* Task set:
A - In the ERISA text, reproduce word for word the part that opens with the words containing "Due to the longevity" and closes with "Accountability Act (HIPAA)".
B - List the full names of the ERISA amendments that the ERISA text describes.

* Text passage:
• • • • •

ERISA regulations have now been in place for nearly 50 years. The act is officially known as the Employee Retirement Income Security Act of 1974.
Due to the longevity of the act, it has naturally evolved and changed over the years. This has been done through the use of amendments. The general focus has been on expanding the protections offered to those who are covered, although in practice that has not always been the case. Here are three particular amendments to consider.
1. The Consolidated Omnibus Budget Reconciliation Act (COBRA)
COBRA helps those who are the victims of some possibly unexpected events, allowing their health coverage to continue, at least for a little while. One example could be if someone loses their job and then suddenly doesn’t have any health coverage.
2. The Health Insurance Portability and Accountability Act (HIPAA)
HIPAA is aimed at protecting people’s privacy, in the sense that no one can force a medical provider to reveal personal details about that person. The goal is to reduce discrimination when it comes to the health coverage that they are offered.
3. The Newborns’ and Mothers’ Health Protection Act (NMHPA)
NMHPA helps to ensure that mothers have proper care after giving birth to their children and that they are allowed to stay in the hospital for a minimum amount of time while still being covered. For instance, someone who had a C-section generally gets 96 hours, at minimum, while someone who had a natural birth may get 48 hours.
These are certainly not all the amendments and changes to ERISA over the years, but they help to show how the law can evolve and what you may need to consider if you’re interested in filing or if your claim has been denied. Be sure you are aware of all of your legal options.

• • • • •

* Given entries:
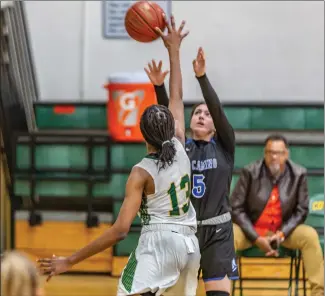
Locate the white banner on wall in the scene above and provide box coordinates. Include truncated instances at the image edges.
[102,0,172,39]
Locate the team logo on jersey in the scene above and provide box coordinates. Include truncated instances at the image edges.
[112,90,144,126]
[231,258,238,272]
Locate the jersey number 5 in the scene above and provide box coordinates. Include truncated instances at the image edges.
[168,175,191,216]
[192,175,205,198]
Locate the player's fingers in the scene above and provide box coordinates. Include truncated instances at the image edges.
[46,272,55,282]
[155,27,164,39]
[266,250,276,257]
[41,267,53,274]
[152,60,158,71]
[158,61,162,72]
[201,47,205,60]
[163,71,169,79]
[196,47,201,60]
[143,68,150,77]
[39,262,52,268]
[163,13,172,33]
[181,31,190,40]
[148,63,153,72]
[178,21,186,34]
[170,15,176,31]
[37,258,52,263]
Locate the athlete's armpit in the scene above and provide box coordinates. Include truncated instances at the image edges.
[113,167,150,234]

• • • • •

* Answers in order:
A -
Due to the longevity of the act, it has naturally evolved and changed over the years. This has been done through the use of amendments. The general focus has been on expanding the protections offered to those who are covered, although in practice that has not always been the case. Here are three particular amendments to consider.
1. The Consolidated Omnibus Budget Reconciliation Act (COBRA)
COBRA helps those who are the victims of some possibly unexpected events, allowing their health coverage to continue, at least for a little while. One example could be if someone loses their job and then suddenly doesn’t have any health coverage.
2. The Health Insurance Portability and Accountability Act (HIPAA)

B -
- The Consolidated Omnibus Budget Reconciliation Act (COBRA)
- The Health Insurance Portability and Accountability Act (HIPAA)
- The Newborns' and Mothers' Health Protection Act (NMHPA)